§ TRECHO SELECIONADO

· · · ·

Há 4 anos atrás, um grupo de rimadores do ABC, que reunia-se ocasionalmente pela região para trocar ideias e fazer batalhas de rimas, decidiu começar algo diferente. Inspirados em eventos como a Batalha da Santa Cruz de São Paulo e a Batalha da Central de Diadema, iniciaram a BATALHA DA MATRIX. O nome é um trocadilho com a localização do evento, que ocorre na praça da Igreja Matriz de São Bernardo do Campo/SP.

A Batalha já passou de sua 200ª edição, indo para 4 anos, com um público que pode ultrapassar 300 pessoas. Por ela passaram inúmeros MCs. É o ponto de encontro de vários artistas do Hip Hop da região e também de outros locais do Estado e até do país. Sua existência possibilitou a criação de inúmeros grupos de rap locais, com o encontro entre MCs e beatmakers. Também foi a inspiração de muitas outras batalhas que hoje se alastram pela região, sendo um total de quase 30.

Porém, nem tudo são flores. A Batalha está de pé, mas desde seu início sofre repressão policial da Polícia Militar e Guarda Civil Municipal. Tanto a antiga prefeitura de Luiz Marinho do PT, como a atual de Orlando Morando do PSDB, estiveram longe de facilitar a vida para a batalha. São diversos os casos em que a PM atirou bombas de gás e balas de borracha nos participantes, além de recorrentes intimidações policiais.

Agora o Condepe (Conselho Estadual de Defesa dos Direitos da Pessoa Humana/SP) iniciou a investigação da repressão às Batalhas de Rap do ABC, embora ela já ocorra há muito tempo. Assim como historicamente ocorre com as rodas de capoeira, jongo, as religiões de matriz africana, os bailes soul na ditadura, ou o simples fato de haver alguns negros reunidos numa praça, não seria diferente com essa manifestação do movimento Hip Hop num país em que o racismo é próprio do Estado.

Mas seria o Hip Hop parte da cultura negra?

Essa pergunta tem sua razão de ser. Existem rappers, grafiteiros, B-Boys e DJs brancos. Por outro lado, a classificação do Hip Hop, portanto das Batalhas de Rap, como parte da cultura negra recebeu uma boa explicação pelo rapper Coruja em entrevista:


Como parte da cultura negra, o rap sempre denunciou o racismo, as desigualdades sociais e a violência da polícia em nosso país. As referências neste sentido não faltam. O ritmo inspirou e inspira milhões pelo mundo, que passam a adotar a identidade negra a partir de sua referência. É um símbolo de resistência. Não por acaso grandes artistas são perseguidos, como foi Tupac, como é recentemente o rapper dos EUA Joe Cole com a invasão da Swaat a seu estúdio, como foi processado o grupo Facção Central no Brasil etc.

A cultura negra é perseguida por estarmos num país construído sob o signo do racismo. Toda e qualquer manifestação pode ser criminalizada, especialmente aqui por colaborar com o fortalecimento da identidade negra, que logo impulsiona a luta contra o racismo. Fomos construídos sob o mito da democracia racial, que diz que os negros no Brasil não são negros, o que torna essa luta mais difícil.

· · · ·

§ MATERIAL FORNECIDO
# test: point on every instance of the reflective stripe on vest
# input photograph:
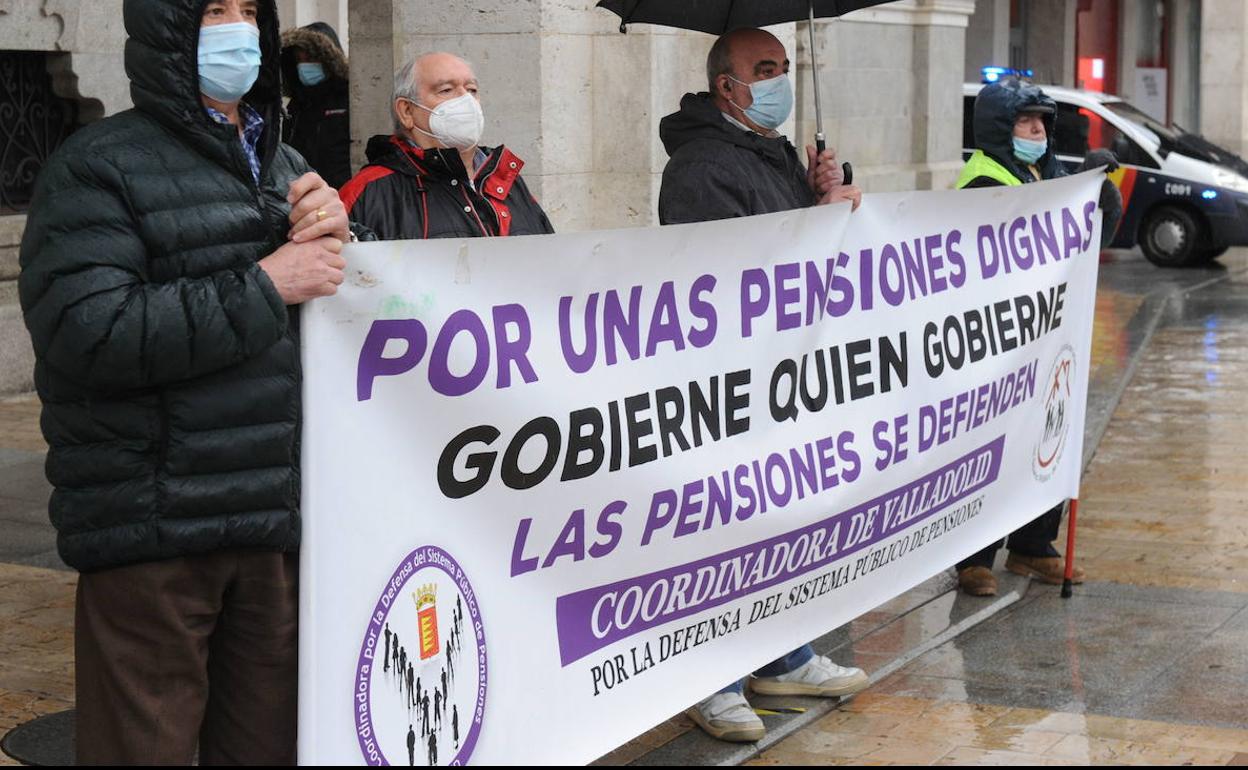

· · · ·

§ EXERCÍCIO ESCRITO A
Reproduza a parte do texto sobre a Batalha da Matrix que vai de "Porém, nem tudo" a "próprio do Estado.", inclusive.
§ EXERCÍCIO ESCRITO B
Responda com base no texto sobre a Batalha da Matrix:
(i) Em que praça ocorre o evento?
(ii) Quantas batalhas se alastram hoje pela região, segundo o texto?
(iii) Que órgão iniciou a investigação da repressão às Batalhas de Rap do ABC?

§ RESPOSTA COMPLETA A
Porém, nem tudo são flores. A Batalha está de pé, mas desde seu início sofre repressão policial da Polícia Militar e Guarda Civil Municipal. Tanto a antiga prefeitura de Luiz Marinho do PT, como a atual de Orlando Morando do PSDB, estiveram longe de facilitar a vida para a batalha. São diversos os casos em que a PM atirou bombas de gás e balas de borracha nos participantes, além de recorrentes intimidações policiais.

Agora o Condepe (Conselho Estadual de Defesa dos Direitos da Pessoa Humana/SP) iniciou a investigação da repressão às Batalhas de Rap do ABC, embora ela já ocorra há muito tempo. Assim como historicamente ocorre com as rodas de capoeira, jongo, as religiões de matriz africana, os bailes soul na ditadura, ou o simples fato de haver alguns negros reunidos numa praça, não seria diferente com essa manifestação do movimento Hip Hop num país em que o racismo é próprio do Estado.

§ RESPOSTA COMPLETA B
(i) Na praça da Igreja Matriz de São Bernardo do Campo/SP.
(ii) Quase 30.
(iii) O Condepe (Conselho Estadual de Defesa dos Direitos da Pessoa Humana/SP).